:: SOURCE EXTRACT ::
Old Gala House is a museum and conference centre situated in the Old Town area of Galashiels in the Scottish Borders. The building was originally built as a tower house in 1457 by the Hoppringill (Pringle) family, who had been granted the lands of Gala by the Earl of Douglas. In 1583, Andrew Hoppringill carried out much improvement and extended the house as his family home. Further expansion took place in 1611, before Andrew returned to live at the family seat of Smailholm Tower in 1635, when his daughter, Jean, married Hugh Scott. A ceiling painting was rediscovered in 1952 celebrating that marriage. Hugh Scott, the new laird, carried out more improvements and extended the house. Further extensions were carried out in the 17th and 18th centuries, completing the edifice we see today. The five bay, U-shaped house is built of rubblestone and is embraced on three sides by gardens complete with water features.

In 1872, Hugh Scott 9th of Gala commissioned Scottish architect David Bryce to design and build a new house. On completion the family moved to New Gala House, abandoning the old house. New Gala House was demolished in 1985 around the time the Scottish Borders Council renovated the old house and converted it to a venue. As well as being a museum and conference centre, the house plays a role in the graduation ceremonies of the local university and also caters for all forms of meetings including marriages. The house also holds the archives of Borders Family History Society.

[Recorded data]
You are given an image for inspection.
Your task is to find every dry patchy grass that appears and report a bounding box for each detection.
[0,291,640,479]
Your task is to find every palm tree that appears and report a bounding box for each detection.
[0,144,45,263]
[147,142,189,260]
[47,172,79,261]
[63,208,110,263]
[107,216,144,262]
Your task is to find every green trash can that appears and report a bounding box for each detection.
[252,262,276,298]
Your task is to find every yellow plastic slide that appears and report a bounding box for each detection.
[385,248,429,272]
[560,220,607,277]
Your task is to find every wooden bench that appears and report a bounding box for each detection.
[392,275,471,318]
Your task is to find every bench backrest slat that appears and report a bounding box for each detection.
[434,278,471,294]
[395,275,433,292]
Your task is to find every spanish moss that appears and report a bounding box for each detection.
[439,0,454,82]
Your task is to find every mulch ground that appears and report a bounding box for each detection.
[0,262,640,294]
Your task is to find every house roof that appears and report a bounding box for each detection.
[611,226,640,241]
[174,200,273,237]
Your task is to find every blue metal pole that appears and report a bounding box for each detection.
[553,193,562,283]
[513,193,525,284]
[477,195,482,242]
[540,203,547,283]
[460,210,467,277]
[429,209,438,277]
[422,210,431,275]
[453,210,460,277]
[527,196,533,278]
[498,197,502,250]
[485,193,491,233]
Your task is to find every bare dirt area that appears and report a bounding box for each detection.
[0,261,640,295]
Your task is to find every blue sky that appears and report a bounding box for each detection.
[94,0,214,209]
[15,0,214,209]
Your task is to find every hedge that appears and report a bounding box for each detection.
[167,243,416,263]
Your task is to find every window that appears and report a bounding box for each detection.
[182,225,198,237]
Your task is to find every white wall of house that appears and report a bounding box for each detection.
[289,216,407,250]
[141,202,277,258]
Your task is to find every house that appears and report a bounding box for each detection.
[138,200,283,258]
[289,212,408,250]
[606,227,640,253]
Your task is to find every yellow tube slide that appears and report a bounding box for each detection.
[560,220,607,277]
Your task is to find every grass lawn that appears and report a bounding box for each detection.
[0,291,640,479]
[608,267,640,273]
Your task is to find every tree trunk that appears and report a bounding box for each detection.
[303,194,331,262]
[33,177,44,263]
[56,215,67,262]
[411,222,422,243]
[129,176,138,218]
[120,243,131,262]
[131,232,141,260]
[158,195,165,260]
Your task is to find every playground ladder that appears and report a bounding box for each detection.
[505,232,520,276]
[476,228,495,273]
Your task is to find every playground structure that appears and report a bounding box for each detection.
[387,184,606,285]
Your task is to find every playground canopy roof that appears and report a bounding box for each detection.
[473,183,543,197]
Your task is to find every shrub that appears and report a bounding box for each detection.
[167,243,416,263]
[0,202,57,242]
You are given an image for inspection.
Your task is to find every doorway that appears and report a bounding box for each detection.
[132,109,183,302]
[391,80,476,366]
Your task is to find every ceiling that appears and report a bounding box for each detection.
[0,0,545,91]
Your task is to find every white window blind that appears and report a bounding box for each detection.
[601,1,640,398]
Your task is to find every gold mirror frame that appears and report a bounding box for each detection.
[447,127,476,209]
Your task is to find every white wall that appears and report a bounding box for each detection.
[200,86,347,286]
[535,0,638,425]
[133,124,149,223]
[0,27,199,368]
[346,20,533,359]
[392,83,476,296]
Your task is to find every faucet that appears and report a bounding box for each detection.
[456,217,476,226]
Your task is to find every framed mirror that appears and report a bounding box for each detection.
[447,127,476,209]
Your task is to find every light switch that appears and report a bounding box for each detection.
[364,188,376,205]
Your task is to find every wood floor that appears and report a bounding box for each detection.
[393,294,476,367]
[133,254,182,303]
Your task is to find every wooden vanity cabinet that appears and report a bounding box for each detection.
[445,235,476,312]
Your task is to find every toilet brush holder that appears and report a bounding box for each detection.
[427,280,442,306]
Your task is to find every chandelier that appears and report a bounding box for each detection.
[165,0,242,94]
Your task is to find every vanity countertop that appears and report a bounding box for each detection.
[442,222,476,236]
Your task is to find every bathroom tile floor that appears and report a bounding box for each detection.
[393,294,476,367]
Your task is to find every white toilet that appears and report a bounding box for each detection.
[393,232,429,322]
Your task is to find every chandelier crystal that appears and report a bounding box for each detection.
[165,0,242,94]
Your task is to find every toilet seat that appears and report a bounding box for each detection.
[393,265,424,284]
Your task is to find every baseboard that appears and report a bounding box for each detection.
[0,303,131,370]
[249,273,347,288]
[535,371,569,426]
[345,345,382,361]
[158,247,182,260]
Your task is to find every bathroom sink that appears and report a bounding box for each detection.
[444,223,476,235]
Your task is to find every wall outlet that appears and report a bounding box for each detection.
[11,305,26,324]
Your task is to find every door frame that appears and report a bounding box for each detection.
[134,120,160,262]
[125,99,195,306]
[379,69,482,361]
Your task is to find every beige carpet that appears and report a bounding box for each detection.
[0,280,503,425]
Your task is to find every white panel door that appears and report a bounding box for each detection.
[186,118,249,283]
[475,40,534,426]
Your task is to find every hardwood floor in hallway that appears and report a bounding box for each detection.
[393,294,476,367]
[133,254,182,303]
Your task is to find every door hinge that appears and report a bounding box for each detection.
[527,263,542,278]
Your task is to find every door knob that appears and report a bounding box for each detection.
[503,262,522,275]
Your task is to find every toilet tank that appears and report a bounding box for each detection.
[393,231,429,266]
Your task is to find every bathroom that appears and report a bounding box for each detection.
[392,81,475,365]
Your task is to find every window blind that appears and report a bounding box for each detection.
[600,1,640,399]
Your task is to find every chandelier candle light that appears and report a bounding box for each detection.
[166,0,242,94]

:: ACTIVITY LIST ::
1 > According to the Old Gala House text, what material is the house built of?
2 > List every individual person mentioned in the Old Gala House text.

:: YOUR WRITTEN ANSWERS ::
1 > Rubblestone.

2 >
- Earl of Douglas
- Andrew Hoppringill
- Jean
- Hugh Scott (the new laird)
- Hugh Scott 9th of Gala
- David Bryce